Your tasks -
- 1) Print the part of the binomial probability transcript that opens with the words containing "This brings us" and closes with "equal to 720.".
- 2) According to the binomial probability transcript, why can the overall probability of X successes be found by computing the probability of a single combination and multiplying it by the number of combinations?

Exercise passage -
++++++++

The fourth assumption, the trials being independent, will allow us to use the special ad dition rule. the overall probability of X successes would be the probability of one combination of successes and failures that gives X successes or a second combination of successes and failures that gives X successes or a third combination etc.
Like in the coin flipping example we looked at there were twenty different combinations and we had to consider them all.
If all the trials are independent then we can calculate the probability of combination one or combination two or combination three etc. by calculating the probability of combination one plus the probability of combination two plus the probability of combination three etc.

Slide 8

So we will be calculating the overall probability of X number of successes as the sum of the probabilities of all the different combinations of successes and failures that give X successes.
if the probability of success is constant all the combinations are equally likely.
We could therefore calculate our choice of one combination and then multiply that probability by the number of combinations.
The easiest combination to calculate the probability for would be X successes followed by N minus X failures.
This would be the probability of success raised to the X power times the probability of failure raised to the N minus X power
Since the probability of failure is 1 minus the probability of success, because of our assumption of only two possible outcomes, we can get that final equation where the probability of seeing X successes followed by N minus X failures is the probability of success raised to the X power times the probability of 1 minus success raised to the N minus X power.

Slide 9

That just leaves the question how many combinations are there for two outcomes when we know how many of each outcome there are.

Slide 10

This brings us to something called the binomial coefficient.
If you have N trials and X are successes, then the number of different combinations will be given by the equation to the right.
We read this equation as "N choose X" and it is equal to N factorial divided by X factorial times N minus X factorial.
In case you don't remember, the exclamation point represents a factorial so N! Is "N factorial"
Factorials are calculated by taking the number and multiplying it by each integer less than it down to the number one.
For example 6 factorial is 6 * 5 * 4 * 3 * 2 * 1 which is equal to 720.
Note also that 0 factorial is defined as being equal to 1

Slide 11

So thinking about 3 successes in six trials, this would be "6 choose 3" which is 6 factorial over 3 factorial times 6 minus 3 factorial.

++++++++

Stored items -
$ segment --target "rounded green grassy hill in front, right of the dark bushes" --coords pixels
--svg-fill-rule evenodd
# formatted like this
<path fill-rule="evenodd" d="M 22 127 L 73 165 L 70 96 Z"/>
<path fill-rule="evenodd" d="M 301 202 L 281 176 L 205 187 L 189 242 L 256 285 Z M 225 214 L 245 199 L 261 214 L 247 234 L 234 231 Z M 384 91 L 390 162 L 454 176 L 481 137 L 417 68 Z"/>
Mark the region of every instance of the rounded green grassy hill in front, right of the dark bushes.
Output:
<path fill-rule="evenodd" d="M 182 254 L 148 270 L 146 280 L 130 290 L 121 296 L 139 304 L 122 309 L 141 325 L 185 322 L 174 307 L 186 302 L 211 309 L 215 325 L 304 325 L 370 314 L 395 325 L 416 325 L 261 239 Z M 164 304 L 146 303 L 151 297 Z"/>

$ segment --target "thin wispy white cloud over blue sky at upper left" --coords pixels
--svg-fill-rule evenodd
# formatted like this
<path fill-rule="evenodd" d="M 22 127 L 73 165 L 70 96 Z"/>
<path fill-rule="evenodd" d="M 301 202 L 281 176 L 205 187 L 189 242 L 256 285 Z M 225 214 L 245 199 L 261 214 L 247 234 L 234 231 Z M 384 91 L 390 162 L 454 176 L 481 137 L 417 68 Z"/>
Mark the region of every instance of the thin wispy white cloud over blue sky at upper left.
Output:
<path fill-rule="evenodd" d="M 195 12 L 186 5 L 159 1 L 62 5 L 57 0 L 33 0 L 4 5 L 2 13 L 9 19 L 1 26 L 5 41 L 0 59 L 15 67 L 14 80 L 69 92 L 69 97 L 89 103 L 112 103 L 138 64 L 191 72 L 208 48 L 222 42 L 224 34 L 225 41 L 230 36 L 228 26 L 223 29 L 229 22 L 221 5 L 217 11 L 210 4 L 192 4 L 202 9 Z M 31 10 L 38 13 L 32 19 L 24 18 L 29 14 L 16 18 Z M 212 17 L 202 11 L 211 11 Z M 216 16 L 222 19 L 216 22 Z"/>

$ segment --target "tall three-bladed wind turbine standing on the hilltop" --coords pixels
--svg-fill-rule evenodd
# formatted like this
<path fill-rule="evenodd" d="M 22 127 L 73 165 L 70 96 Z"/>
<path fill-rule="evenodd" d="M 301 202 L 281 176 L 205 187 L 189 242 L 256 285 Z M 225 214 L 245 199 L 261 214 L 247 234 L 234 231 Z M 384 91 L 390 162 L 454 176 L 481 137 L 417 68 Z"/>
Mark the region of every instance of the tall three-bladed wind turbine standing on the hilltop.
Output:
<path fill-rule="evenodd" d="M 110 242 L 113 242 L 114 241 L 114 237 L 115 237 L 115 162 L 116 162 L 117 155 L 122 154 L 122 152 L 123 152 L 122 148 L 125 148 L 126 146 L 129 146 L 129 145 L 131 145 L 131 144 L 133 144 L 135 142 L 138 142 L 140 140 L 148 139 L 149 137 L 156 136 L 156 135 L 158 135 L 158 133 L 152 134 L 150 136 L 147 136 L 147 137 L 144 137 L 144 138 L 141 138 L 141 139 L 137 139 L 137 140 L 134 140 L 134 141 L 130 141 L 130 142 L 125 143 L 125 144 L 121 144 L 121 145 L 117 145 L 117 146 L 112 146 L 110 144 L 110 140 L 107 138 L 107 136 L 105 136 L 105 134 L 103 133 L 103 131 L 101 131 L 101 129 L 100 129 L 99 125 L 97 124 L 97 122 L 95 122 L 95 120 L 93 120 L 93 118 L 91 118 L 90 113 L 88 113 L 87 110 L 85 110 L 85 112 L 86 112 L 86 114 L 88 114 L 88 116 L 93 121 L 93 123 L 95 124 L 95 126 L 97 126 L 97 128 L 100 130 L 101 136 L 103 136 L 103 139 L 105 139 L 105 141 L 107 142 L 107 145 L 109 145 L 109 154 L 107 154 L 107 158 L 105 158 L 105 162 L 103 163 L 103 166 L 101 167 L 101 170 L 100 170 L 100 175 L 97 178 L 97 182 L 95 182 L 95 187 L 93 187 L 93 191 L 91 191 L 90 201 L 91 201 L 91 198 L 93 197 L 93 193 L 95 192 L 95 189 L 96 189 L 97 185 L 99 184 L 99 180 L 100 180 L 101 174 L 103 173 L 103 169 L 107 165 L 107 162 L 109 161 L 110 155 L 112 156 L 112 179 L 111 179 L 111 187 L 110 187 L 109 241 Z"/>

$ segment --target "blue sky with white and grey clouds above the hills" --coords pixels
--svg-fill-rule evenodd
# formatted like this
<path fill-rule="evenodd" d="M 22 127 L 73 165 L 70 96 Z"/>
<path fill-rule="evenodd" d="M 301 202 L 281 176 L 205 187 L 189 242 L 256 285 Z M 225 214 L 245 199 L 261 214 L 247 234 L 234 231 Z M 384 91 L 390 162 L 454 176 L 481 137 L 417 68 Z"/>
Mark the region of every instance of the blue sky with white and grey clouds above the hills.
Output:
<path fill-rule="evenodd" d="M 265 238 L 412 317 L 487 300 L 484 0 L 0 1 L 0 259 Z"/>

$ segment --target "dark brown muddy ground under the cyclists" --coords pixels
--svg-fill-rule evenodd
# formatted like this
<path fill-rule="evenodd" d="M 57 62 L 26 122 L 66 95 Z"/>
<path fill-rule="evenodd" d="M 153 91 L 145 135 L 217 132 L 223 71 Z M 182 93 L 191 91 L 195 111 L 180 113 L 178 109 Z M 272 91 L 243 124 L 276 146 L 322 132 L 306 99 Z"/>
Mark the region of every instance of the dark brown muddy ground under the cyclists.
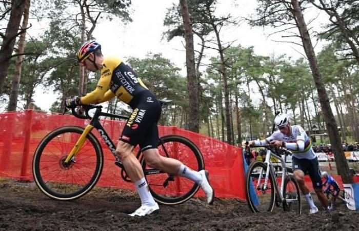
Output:
<path fill-rule="evenodd" d="M 0 180 L 0 230 L 359 229 L 359 211 L 347 210 L 340 203 L 332 214 L 321 209 L 309 215 L 304 201 L 298 216 L 280 208 L 270 214 L 252 214 L 245 202 L 216 199 L 207 205 L 195 198 L 181 205 L 162 205 L 157 215 L 127 216 L 138 206 L 139 199 L 131 191 L 95 188 L 81 199 L 61 202 L 47 198 L 33 182 Z"/>

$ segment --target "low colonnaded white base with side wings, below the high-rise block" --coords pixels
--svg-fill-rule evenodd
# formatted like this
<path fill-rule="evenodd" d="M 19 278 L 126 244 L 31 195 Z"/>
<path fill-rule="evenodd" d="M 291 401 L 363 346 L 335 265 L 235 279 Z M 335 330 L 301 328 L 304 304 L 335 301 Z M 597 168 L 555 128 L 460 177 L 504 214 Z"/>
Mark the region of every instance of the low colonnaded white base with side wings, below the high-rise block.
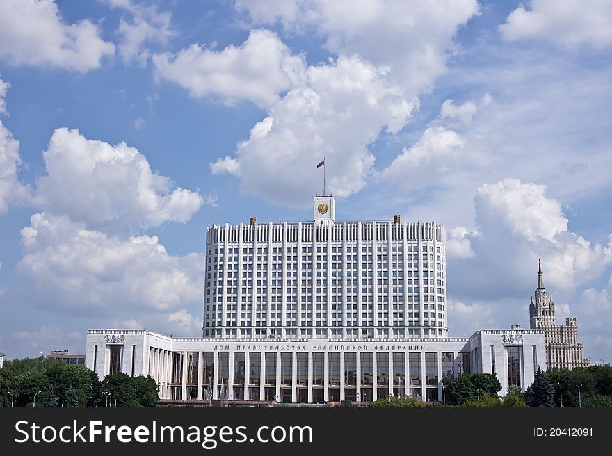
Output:
<path fill-rule="evenodd" d="M 526 389 L 545 357 L 530 329 L 481 330 L 469 338 L 203 339 L 150 331 L 90 330 L 86 365 L 99 377 L 150 375 L 168 400 L 369 402 L 446 400 L 462 373 L 494 373 Z"/>

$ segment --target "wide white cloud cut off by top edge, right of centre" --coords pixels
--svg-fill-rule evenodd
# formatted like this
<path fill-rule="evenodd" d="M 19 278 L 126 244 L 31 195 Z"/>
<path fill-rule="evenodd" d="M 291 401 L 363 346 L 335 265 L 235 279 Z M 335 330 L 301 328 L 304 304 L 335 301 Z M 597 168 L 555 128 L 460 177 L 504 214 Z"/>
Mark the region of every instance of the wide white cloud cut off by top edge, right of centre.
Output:
<path fill-rule="evenodd" d="M 445 70 L 446 51 L 459 26 L 478 14 L 476 0 L 300 0 L 280 7 L 261 0 L 239 0 L 254 22 L 279 21 L 291 33 L 311 33 L 326 39 L 339 56 L 359 55 L 377 66 L 389 66 L 389 78 L 412 98 L 432 87 Z"/>

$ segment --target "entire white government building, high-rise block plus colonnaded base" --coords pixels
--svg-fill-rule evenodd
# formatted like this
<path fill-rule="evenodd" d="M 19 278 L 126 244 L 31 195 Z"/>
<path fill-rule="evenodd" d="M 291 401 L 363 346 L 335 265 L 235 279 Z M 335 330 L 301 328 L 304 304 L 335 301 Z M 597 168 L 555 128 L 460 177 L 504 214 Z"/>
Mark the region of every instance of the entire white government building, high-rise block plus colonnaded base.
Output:
<path fill-rule="evenodd" d="M 448 336 L 444 225 L 336 222 L 332 195 L 311 222 L 209 227 L 202 338 L 87 332 L 99 377 L 151 375 L 161 399 L 444 401 L 461 373 L 526 389 L 545 367 L 544 332 Z"/>

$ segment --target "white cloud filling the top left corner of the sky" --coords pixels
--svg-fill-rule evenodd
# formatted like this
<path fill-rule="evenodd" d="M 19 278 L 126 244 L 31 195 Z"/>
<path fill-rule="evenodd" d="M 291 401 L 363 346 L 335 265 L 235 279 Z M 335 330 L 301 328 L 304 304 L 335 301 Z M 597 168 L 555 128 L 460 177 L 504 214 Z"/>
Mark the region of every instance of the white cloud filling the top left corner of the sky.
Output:
<path fill-rule="evenodd" d="M 114 52 L 89 19 L 66 24 L 54 0 L 0 2 L 0 58 L 10 64 L 86 73 Z"/>

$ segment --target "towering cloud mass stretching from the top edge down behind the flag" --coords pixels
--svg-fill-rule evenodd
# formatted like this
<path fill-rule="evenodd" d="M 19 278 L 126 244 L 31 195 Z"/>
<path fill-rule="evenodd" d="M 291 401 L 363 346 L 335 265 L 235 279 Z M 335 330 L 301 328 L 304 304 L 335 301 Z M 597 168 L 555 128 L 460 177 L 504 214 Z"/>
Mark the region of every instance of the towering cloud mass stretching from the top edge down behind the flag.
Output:
<path fill-rule="evenodd" d="M 289 206 L 305 206 L 319 190 L 321 170 L 313 163 L 323 156 L 337 197 L 363 188 L 374 163 L 368 145 L 382 131 L 405 126 L 419 95 L 446 70 L 458 27 L 478 13 L 472 0 L 444 8 L 417 1 L 362 1 L 358 8 L 348 1 L 290 1 L 271 8 L 245 0 L 236 8 L 255 24 L 314 30 L 336 56 L 307 68 L 239 143 L 237 156 L 211 163 L 215 174 L 239 176 L 243 192 Z"/>

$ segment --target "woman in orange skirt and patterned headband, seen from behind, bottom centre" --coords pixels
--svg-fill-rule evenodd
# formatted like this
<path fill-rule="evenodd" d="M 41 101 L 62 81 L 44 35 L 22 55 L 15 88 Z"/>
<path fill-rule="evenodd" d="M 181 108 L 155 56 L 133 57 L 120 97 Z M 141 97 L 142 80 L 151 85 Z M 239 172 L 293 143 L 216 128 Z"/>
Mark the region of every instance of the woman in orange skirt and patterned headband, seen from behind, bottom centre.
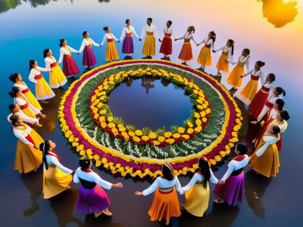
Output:
<path fill-rule="evenodd" d="M 178 177 L 173 173 L 171 164 L 163 163 L 162 174 L 163 176 L 157 177 L 148 189 L 143 192 L 135 192 L 135 194 L 137 196 L 147 196 L 156 191 L 148 215 L 151 216 L 151 221 L 161 221 L 164 218 L 166 220 L 165 225 L 168 225 L 171 217 L 179 217 L 181 215 L 176 189 L 181 195 L 183 191 Z"/>

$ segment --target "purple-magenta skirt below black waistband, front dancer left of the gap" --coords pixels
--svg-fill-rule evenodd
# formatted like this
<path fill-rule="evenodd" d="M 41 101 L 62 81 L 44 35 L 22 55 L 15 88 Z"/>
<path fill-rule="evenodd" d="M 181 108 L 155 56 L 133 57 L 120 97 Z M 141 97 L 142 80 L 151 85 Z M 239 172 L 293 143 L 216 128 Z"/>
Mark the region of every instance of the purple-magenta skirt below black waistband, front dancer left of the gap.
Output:
<path fill-rule="evenodd" d="M 76 209 L 87 214 L 99 213 L 108 208 L 111 203 L 105 191 L 99 185 L 92 189 L 85 189 L 80 186 Z"/>

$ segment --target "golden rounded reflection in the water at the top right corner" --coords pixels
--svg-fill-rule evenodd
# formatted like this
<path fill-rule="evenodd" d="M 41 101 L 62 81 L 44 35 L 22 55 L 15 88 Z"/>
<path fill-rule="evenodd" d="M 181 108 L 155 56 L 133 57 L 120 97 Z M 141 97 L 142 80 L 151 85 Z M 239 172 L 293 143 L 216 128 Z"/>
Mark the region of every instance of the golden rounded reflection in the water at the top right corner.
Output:
<path fill-rule="evenodd" d="M 287 23 L 294 21 L 298 14 L 296 8 L 298 2 L 290 1 L 284 2 L 284 0 L 256 0 L 257 2 L 263 2 L 262 11 L 263 17 L 267 18 L 267 21 L 275 26 L 275 28 L 282 28 Z"/>

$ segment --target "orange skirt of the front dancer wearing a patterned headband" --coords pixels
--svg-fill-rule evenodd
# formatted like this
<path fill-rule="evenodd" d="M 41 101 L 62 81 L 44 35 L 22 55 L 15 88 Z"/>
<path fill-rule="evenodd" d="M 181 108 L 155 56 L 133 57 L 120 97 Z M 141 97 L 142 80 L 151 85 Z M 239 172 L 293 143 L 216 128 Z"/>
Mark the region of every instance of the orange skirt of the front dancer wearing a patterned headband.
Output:
<path fill-rule="evenodd" d="M 171 217 L 181 216 L 180 203 L 175 187 L 172 192 L 166 194 L 159 192 L 159 189 L 156 190 L 148 215 L 151 216 L 151 221 L 165 219 L 167 222 Z"/>

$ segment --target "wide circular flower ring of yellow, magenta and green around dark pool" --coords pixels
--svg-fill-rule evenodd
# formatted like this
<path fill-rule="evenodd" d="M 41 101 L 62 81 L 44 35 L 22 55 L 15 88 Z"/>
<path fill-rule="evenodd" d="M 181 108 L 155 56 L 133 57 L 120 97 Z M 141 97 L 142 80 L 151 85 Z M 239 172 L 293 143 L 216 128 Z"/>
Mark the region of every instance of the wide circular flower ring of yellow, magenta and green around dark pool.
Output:
<path fill-rule="evenodd" d="M 125 79 L 146 75 L 165 78 L 190 94 L 193 110 L 183 125 L 135 129 L 112 114 L 109 91 Z M 238 141 L 242 120 L 235 100 L 212 77 L 161 60 L 116 61 L 83 74 L 62 97 L 58 118 L 80 156 L 112 173 L 140 177 L 161 175 L 165 161 L 176 175 L 195 172 L 201 155 L 215 165 Z"/>

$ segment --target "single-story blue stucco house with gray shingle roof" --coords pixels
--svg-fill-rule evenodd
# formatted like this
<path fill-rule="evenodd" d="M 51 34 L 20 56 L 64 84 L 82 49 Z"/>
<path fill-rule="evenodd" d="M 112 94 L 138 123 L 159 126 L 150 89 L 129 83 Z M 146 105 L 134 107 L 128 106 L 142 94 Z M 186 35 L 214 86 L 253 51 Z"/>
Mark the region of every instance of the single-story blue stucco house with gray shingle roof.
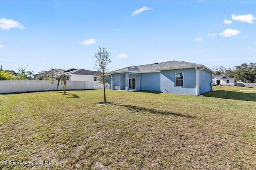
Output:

++++++++

Task-by-task answers -
- 1)
This brings us to something called the binomial coefficient.
If you have N trials and X are successes, then the number of different combinations will be given by the equation to the right.
We read this equation as "N choose X" and it is equal to N factorial divided by X factorial times N minus X factorial.
In case you don't remember, the exclamation point represents a factorial so N! Is "N factorial"
Factorials are calculated by taking the number and multiplying it by each integer less than it down to the number one.
For example 6 factorial is 6 * 5 * 4 * 3 * 2 * 1 which is equal to 720.

- 2) When the probability of success is constant, all the combinations of successes and failures that give X successes are equally likely. Since the overall probability is the sum of those combinations' probabilities, multiplying one combination's probability by the number of combinations gives the same total.